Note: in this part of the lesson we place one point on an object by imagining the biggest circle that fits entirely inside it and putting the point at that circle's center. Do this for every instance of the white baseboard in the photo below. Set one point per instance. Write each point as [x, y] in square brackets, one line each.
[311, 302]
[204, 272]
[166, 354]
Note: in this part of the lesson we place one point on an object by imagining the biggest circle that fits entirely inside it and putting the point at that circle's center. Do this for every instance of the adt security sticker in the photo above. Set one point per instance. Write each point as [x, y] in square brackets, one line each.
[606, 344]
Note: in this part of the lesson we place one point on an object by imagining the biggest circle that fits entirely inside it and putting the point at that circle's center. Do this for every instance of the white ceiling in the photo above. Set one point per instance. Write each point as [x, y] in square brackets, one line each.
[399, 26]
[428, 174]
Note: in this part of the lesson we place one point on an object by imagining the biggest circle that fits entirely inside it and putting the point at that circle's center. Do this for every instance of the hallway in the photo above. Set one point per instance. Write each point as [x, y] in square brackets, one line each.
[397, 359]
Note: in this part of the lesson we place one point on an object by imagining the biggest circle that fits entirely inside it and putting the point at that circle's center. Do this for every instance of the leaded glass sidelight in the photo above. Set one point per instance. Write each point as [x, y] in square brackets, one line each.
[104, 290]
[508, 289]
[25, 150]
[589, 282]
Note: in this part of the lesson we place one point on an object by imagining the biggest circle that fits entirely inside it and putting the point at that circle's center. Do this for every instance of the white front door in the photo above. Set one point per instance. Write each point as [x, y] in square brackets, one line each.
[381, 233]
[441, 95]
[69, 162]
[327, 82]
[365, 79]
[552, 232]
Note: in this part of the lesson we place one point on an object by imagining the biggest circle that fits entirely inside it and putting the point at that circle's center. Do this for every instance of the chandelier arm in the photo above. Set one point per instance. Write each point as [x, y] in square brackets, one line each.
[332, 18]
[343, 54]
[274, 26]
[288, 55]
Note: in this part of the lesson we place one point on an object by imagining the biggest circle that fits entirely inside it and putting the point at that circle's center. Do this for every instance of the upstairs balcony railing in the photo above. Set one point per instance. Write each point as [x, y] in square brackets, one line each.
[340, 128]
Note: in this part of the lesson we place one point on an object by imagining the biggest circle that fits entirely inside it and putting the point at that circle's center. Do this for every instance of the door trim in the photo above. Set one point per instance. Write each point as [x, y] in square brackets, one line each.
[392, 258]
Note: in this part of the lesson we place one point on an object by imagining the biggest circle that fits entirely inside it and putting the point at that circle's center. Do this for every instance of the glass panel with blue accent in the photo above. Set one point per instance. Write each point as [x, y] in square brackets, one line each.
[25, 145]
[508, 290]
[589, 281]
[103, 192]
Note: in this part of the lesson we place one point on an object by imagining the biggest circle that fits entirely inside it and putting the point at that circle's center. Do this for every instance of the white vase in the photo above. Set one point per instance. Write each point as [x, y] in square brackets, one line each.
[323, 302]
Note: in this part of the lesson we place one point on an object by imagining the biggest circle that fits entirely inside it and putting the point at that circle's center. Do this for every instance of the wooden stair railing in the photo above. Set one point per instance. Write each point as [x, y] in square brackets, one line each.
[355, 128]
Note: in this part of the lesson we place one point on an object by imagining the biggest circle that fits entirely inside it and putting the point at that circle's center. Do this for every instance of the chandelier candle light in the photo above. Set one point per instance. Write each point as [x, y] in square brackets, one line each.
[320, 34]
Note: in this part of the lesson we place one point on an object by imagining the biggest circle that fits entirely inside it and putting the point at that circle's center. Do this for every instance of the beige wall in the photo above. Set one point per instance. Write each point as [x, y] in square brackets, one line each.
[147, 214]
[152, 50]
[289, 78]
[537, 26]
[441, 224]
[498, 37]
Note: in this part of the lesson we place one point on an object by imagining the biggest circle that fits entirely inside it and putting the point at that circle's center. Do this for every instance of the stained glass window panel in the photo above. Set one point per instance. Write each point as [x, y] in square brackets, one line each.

══════

(Assigned task):
Please write out all the data above, exactly as it reads.

(Solution for this task):
Note: in this part of the lesson we place one point on an object by imagining the biggest circle that fits entirely inside it and putting the point at that circle's center. Do this for every instance of the white baseboard in the photo below. Set one point per instance. Write each point as [x, y] in square brackets, one line each.
[311, 302]
[204, 272]
[166, 354]
Note: in this part of the lesson we place one point on an object by imagining the biggest circle that fits entirely inside it and putting the point at that circle's center. Do this for every instance of the adt security sticker in the photo above. Set one point per instance. Write each point as [x, y] in square brackets, one line each.
[606, 344]
Note: in this part of the lesson we place one point on an object by imagining the biggest circle that fits entirely inside it and putting the point at that circle's center. Do this for every instance of the white ceiling in the photo above. Set one point per instance. Write each point as [x, y] in square brackets, one line each.
[399, 26]
[428, 174]
Note: in this part of the lesson we place one point on an object by imagining the biggest circle that fits entirely inside it and putting the point at that circle's center. Do this for every instance of the hallway in the photo above. Set one point per instance. Write each point as [x, y] in square brackets, one line each.
[397, 359]
Note: in this part of the lesson we place one point on an object by imagining the biggest circle that fits entirely inside it and putting the point at that circle's center. Do this for every instance of the leaded glass sidelight in the photo above. Set one point per instance. Write each point as [x, y] in square brackets, one line each.
[104, 290]
[508, 289]
[25, 150]
[589, 282]
Note: in this part of the lesson we place one point on an object by imagining the biggest circle that fits entirely inside it and putting the point at that circle's center. Do this for every instance of the white front door in the photo above. Set one point per instance. Write each point as [x, y] in square brackets, one line each.
[381, 233]
[441, 95]
[69, 162]
[327, 82]
[365, 79]
[552, 232]
Note: in this part of the lesson we place one point on an object by imagining the biggest circle that fits entirely inside it and putting the point at that circle's center. Do this for every instance of the chandelier arm in the photo above. Set one point per instance. Write each point as [x, y] in square brackets, one line each.
[332, 18]
[343, 54]
[274, 26]
[288, 55]
Note: in this part of the lesson we place one point on an object by imagining the biggest circle that fits entirely inside it and putting the point at that circle's center. Do this for every instance of the upstairs balcony railing in the photo above. Set one point per instance. Write each point as [x, y] in square brackets, one line each.
[340, 128]
Note: in this part of the lesson we place one point on an object by imagining the biggest circle that fits entirely inside it and putting the point at that circle's center. Do this for every instance of the door trim in the photo above. Set one point per instance. Write each point as [x, y] in square brackets, one line each.
[392, 258]
Note: in this part of the lesson we place one point on an object by imagining the biggest circle that fits entirely inside it and putting the point at that circle's center. Do this for every instance of the glass panel with blue accent in the photo above. Set one point per instance. Write each point as [x, y] in square brackets, one line each.
[25, 145]
[508, 290]
[589, 281]
[103, 192]
Note: in this part of the lesson we place one point on an object by imagining the biggest circle that fits entirely inside it and putting the point at that circle's center. Do this for every instance of the white vase in the photo above. Set one point per instance. Write each point as [x, y] in square brackets, one line each.
[323, 302]
Note: in this part of the lesson we place one point on an object by imagining the biggest circle that fits entirely inside it and putting the point at that circle's center. Do this for every instance of the wooden stair railing in the photo above. Set one point per instance. Write each point as [x, y] in square brackets, one line each.
[355, 128]
Note: in this part of the lesson we place one point on an object by imagining the biggest circle that fits entirely inside it and putting the point at that circle's center. Do this for every instance of the chandelier candle light in the photo above. Set one point per instance. Write each point as [x, y] in square brackets, one line each.
[320, 34]
Note: in this part of the lesson we place one point on an object by imagining the biggest circle that fits entirely inside it and putting the point at that circle's center. Do this for every instance of the beige wall in the photo above. Set one point per instance. Write each point as [x, y] in square brackets, one line each.
[147, 214]
[152, 50]
[289, 78]
[537, 26]
[441, 224]
[498, 37]
Note: in this part of the lesson we place one point on an object by imagining the biggest circle that fits entirely inside it and putting the point at that circle's center. Do this for every instance of the stained glass window panel in the photo above. Set one point per instance. Write each point as [x, y] in square brackets, one line each.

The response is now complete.